EXPLORE THE MATERIAL:
a - Translate into Spanish the following sentence from the extract on pandemic support for families: "She dreams of possibly opening a Peruvian restaurant in the future."
b - Reproduce the passage of the extract on pandemic support for families word for word, starting with "The wraparound team at" and going on through "district’s equity directors.".

Her hope is to maintain what she has now — to continue making unique sauces that share a taste of her culture with the community. She dreams of possibly opening a Peruvian restaurant in the future.

A big reason Centro Latino Americano, Downtown Languages and Huerto de la Familia were able to serve so many families is because they were already embedded in the community, Zarate said.

“It’s been stressful and hard to see so many clients we serve face immense hardship,” she said. “But also we’ve felt really good … we’ve been able to be a trusted source of information, a trusted source of access to testing and vaccines, rent assistance, food support, and all of those necessities families need to get through the pandemic.”

Is the support here to stay?

Locally, many of those who rose up in anticipation of health disparities and worked to mitigate them are hoping for lasting change.

The wraparound team at 4J is confident that what it created to respond to the pandemic is here to stay as it settles into its new location, a house next to River Road/El Camino del Río Elementary School. After being moved around different locations, the Family Welcome Center is its new home. The team is funded through the next year and it has hope for the future as long as the new superintendent continues to support its work, as the Interim Superintendent Cydney Vandercar has as well as the district’s equity directors.

The wraparound team also has two cultural navigators who help with the services it offers including enrollment, referral to services, communicating with schools, adult education and cultural and academic events. The house has workstations, a shower and a laundry room that will soon be open to families.

Natural-language descriptions of regions:
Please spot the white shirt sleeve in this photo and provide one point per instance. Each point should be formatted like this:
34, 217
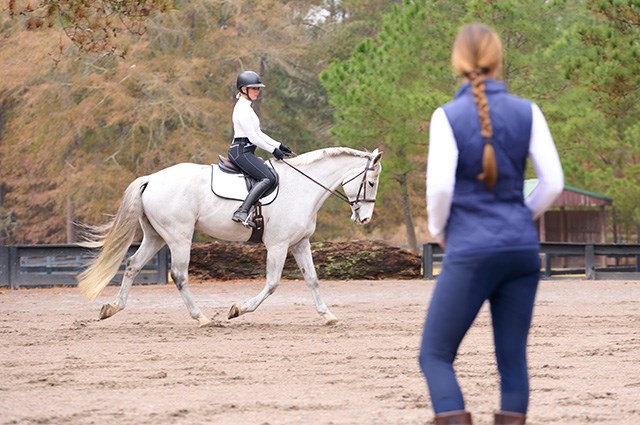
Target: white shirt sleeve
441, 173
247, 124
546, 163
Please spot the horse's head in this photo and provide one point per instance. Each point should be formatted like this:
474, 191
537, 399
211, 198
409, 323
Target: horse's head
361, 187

...

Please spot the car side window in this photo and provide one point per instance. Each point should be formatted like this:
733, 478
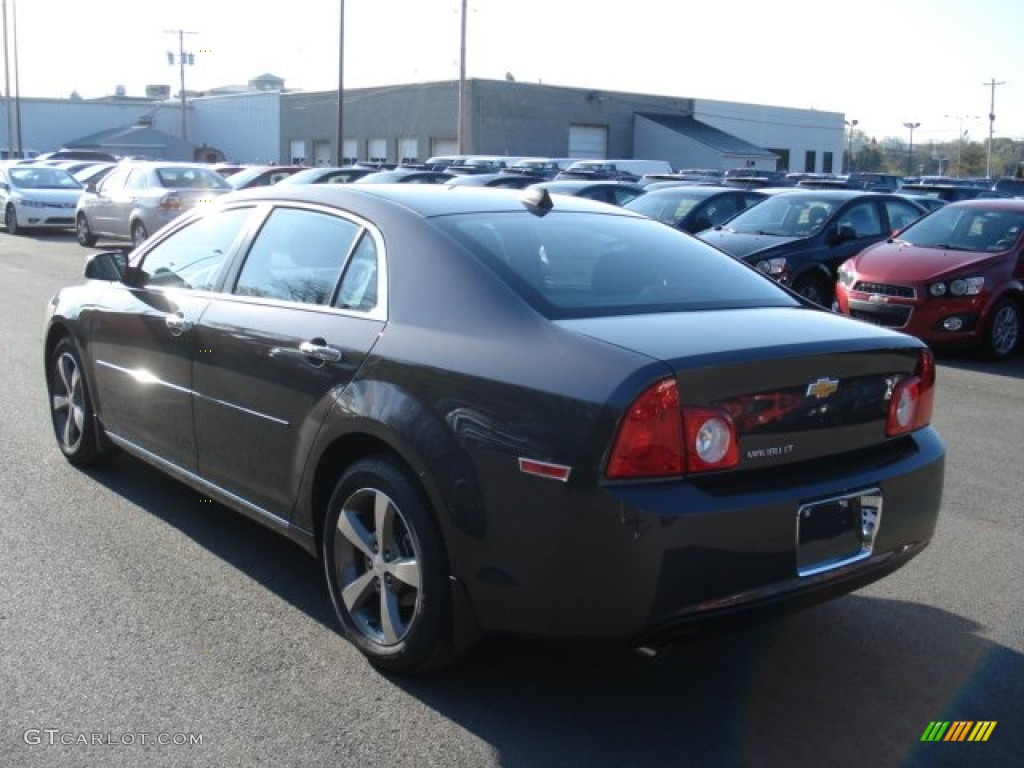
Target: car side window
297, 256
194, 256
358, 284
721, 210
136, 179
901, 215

---

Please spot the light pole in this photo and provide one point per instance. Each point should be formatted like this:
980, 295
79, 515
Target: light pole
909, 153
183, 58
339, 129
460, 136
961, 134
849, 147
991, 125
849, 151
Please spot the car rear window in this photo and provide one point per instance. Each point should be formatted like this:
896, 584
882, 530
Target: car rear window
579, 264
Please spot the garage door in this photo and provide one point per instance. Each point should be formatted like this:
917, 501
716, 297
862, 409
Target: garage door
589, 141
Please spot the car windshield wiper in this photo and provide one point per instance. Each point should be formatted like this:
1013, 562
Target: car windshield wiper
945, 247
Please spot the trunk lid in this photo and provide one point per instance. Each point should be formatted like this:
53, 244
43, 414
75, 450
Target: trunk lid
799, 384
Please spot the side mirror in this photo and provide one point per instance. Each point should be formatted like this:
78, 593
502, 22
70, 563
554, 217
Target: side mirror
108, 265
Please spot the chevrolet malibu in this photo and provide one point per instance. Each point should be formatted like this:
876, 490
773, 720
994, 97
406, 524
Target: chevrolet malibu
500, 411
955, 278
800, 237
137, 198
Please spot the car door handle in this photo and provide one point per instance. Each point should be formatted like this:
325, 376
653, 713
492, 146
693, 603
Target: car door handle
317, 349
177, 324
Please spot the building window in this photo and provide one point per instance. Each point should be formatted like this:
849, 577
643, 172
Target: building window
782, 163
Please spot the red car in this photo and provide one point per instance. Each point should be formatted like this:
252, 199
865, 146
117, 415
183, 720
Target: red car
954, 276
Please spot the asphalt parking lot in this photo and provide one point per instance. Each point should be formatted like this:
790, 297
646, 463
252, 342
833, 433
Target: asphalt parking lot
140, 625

ANSWERS TO EACH TASK:
a - Sueña con la posibilidad de abrir un restaurante peruano en el futuro.

b -
The wraparound team at 4J is confident that what it created to respond to the pandemic is here to stay as it settles into its new location, a house next to River Road/El Camino del Río Elementary School. After being moved around different locations, the Family Welcome Center is its new home. The team is funded through the next year and it has hope for the future as long as the new superintendent continues to support its work, as the Interim Superintendent Cydney Vandercar has as well as the district’s equity directors.